_Text passage_.
»»
Based on the Russian novel series by Sergei Lukyanenko, Night Watch was adapted by Timur Bekmambetov, a Russian Writer/Producer/Director in 2004.

The film follows Anton Gorodetsky, an ‘Other’ who has found himself mixed up in a secret war between other ‘Others’… A battle between Light and Dark. Light ‘Others’ are the Night Watch, sworn to keep the Dark ‘Others’ in check. Likewise, the Dark ‘Others’ are the Day Watch keeping tabs on the Light ‘Others’. Siding with the Night Watch, Anton works as a ‘supernatural police man’ taking down Dark ‘Others’ who defy an ancient truce that keeps the world from falling in to chaos. When he sees a woman on a train with the vortex (an omen that spells the end of the truce and the apocalypse) over her head, he and the others of the Night Watch must stop the Vortex before the truce falls apart and the world plunges in to darkness.

Night Watch is seen as the first Russian Blockbuster since the collapse of the Soviet Film Industry in the late 80’s/early 90’s. With a budget of $4.2 million it was considered high concept until a few years later… now some budgets are over $20 million! Russia’s film industry is expanding greatly since the fall of the iron curtain and it’s directors like Timur Bekmambetov that are helping it along. He is now working in the US as well as Russia, currently directing Abraham Lincoln: Vampire Hunter and in 2008, Wanted.

Bekmambetov is a very strong sci-fi/fantasy director. In Night Watch it is clear that he draws his ideas and styles of filming from Hollywood productions like The Matrix series. The film felt more hollywood-y rather than a international film but it still felt quite Russian in its culture and character. If you like The Matrix or The Underworld series and don’t mind reading subtitles, (There is a dubbed version, however I do recommend the Russian with Subtitles) definitely see this film.
««
_Tasks to complete_.
A – According to the Night Watch review, what was the film's budget?
B – Decide whether each statement agrees with the Night Watch review, answering yes or no and quoting the words that decide it: (i) The film was adapted from a Russian novel series by Sergei Lukyanenko. (ii) Anton Gorodetsky sides with the Day Watch. (iii) The reviewer recommends the dubbed version over the subtitled one.
The data come from a separate source and have no connection to the Night Watch review.

_Supplied data_.
»»
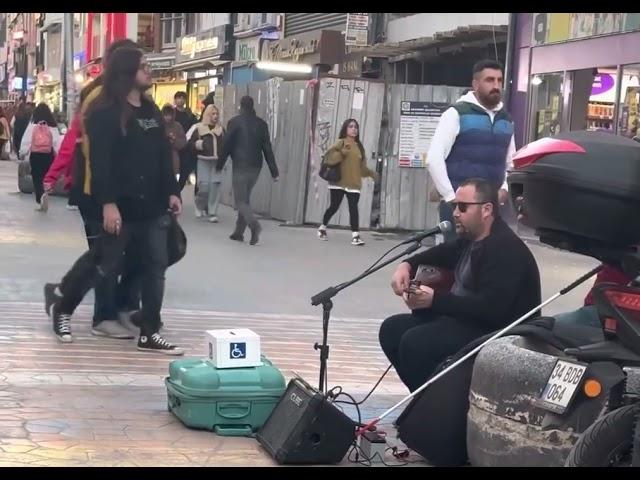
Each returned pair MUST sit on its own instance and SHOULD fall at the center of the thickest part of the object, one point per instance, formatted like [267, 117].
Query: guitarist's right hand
[401, 279]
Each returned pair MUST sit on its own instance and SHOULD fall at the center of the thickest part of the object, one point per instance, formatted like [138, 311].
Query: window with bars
[171, 26]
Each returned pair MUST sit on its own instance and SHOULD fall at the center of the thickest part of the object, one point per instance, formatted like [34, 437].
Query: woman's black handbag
[330, 173]
[176, 241]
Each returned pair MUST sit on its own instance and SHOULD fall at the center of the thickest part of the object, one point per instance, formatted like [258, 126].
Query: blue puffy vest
[480, 149]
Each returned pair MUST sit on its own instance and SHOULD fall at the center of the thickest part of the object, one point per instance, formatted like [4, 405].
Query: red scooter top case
[584, 184]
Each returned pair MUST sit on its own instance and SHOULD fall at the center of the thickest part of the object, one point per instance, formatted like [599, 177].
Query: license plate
[561, 386]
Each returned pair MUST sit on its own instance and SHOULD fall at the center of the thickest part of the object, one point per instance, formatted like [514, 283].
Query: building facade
[575, 71]
[433, 48]
[251, 32]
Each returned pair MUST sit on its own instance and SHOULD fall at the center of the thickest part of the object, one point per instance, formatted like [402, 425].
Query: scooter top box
[584, 184]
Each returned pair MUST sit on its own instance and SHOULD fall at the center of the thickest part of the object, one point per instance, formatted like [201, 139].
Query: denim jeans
[207, 198]
[149, 238]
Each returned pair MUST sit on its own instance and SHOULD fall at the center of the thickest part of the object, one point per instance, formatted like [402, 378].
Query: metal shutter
[296, 23]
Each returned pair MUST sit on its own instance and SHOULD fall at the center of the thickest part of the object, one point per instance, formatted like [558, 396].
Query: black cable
[375, 386]
[383, 255]
[352, 402]
[366, 461]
««
_Answers provided_.
A – $4.2 million

B –
(i) Yes: "Based on the Russian novel series by Sergei Lukyanenko"
(ii) No: "Siding with the Night Watch, Anton works as a ‘supernatural police man’"
(iii) No: "There is a dubbed version, however I do recommend the Russian with Subtitles"